Textauszug:
▼

Warum ist es "nicht nett" D) für den Benutzer?

Wenn ich es im FF teste funktioniert es leider nicht


----------



## Gumbo (2. August 2007)

Weil du ihn damit bevormundest, da du dich über sein vermutlich bevorzugtes Browserverhalten hinwegsetzt. Denn dass neue Fester in neuen Tabs geöffnet werden, hat sicherlich einen Grund.


----------



## Carrear (2. August 2007)

Also ich habe es bei mir nicht so eingestellt. Ich meine ich kann es ja auch so lassen, bei einer Fenstergröße von 550x400 wird er von der Route nur leider nicht viel sehen XD .


----------



## Maik (2. August 2007)

Carrear hat gesagt.:


> Also ich habe es bei mir nicht so eingestellt.

▲

Bereitgestellte Angaben:
▼

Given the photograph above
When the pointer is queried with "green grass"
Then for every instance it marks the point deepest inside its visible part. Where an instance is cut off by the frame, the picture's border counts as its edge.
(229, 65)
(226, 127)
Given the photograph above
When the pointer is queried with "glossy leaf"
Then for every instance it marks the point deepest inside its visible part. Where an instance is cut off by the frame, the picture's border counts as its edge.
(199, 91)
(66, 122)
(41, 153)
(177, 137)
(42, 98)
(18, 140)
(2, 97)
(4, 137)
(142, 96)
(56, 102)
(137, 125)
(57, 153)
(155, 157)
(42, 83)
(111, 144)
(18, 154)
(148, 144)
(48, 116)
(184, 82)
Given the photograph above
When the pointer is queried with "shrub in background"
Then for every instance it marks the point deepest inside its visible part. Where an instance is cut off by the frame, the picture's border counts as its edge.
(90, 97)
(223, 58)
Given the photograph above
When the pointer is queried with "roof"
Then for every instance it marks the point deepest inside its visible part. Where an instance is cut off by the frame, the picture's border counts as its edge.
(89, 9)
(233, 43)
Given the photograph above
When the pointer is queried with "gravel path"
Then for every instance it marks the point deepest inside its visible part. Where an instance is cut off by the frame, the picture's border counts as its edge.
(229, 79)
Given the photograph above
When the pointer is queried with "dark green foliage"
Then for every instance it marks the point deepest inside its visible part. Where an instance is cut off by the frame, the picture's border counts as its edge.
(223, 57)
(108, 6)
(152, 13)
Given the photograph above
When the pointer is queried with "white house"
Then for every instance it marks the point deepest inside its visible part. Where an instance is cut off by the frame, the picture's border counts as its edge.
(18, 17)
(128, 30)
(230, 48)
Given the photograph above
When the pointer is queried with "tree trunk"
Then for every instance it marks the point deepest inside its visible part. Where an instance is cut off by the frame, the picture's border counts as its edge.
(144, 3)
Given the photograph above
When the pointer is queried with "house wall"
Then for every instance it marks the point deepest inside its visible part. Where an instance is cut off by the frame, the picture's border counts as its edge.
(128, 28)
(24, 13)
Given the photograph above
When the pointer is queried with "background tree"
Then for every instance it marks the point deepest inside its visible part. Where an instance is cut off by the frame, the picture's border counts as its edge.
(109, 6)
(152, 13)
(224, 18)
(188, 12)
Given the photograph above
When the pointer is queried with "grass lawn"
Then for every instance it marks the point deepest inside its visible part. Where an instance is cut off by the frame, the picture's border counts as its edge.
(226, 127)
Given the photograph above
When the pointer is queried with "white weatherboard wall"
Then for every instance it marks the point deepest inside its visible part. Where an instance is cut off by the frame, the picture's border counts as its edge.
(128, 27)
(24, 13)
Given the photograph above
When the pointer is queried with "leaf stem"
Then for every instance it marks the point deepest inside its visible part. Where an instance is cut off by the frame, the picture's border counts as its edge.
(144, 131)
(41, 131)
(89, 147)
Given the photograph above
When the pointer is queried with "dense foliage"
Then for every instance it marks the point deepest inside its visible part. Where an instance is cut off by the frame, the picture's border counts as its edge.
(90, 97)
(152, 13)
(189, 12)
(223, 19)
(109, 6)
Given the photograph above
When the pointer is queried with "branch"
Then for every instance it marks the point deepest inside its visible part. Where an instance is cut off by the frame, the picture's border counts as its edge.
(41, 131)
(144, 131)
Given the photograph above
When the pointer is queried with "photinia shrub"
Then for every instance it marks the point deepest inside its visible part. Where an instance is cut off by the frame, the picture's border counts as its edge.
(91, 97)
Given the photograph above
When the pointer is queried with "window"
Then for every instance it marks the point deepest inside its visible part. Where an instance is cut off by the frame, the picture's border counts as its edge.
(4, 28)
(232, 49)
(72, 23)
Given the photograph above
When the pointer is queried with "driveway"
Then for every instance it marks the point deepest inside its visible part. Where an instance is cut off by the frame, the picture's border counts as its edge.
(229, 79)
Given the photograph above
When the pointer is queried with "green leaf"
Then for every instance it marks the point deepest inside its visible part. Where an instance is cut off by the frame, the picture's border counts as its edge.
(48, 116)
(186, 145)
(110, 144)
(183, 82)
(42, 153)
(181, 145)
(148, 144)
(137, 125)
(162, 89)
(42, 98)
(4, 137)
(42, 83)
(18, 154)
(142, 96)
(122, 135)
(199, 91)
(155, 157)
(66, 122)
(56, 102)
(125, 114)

▲

Zu erledigen:
[a] Nenne alle Benutzernamen, die im Forenauszug als Überschrift über einem Beitrag stehen.
[b] Welche Fenstergröße erwähnt Carrear im Forenauszug?
[c] Setze den Forenauszug über das Öffnen neuer Browserfenster nach seinem letzten Satz fort.

Antworten je Aufgabe:
[a] Gumbo, Carrear, Maik

[b] 550x400

[c]
Aber ich beispielsweise


----------



## Carrear (2. August 2007)

Ja gut, aber das Impressum wird sowieso per JS in einem neuen Fenster geladen. Alles andere wäre unpraktikabel gewesen oder hätte einfach doof ausgesehen. Und wie gesagt: Der Benutzer könnte die Karte nicht mal sehen, wenn ich es in dem gleichen Fenster(chen) öffnen lasse.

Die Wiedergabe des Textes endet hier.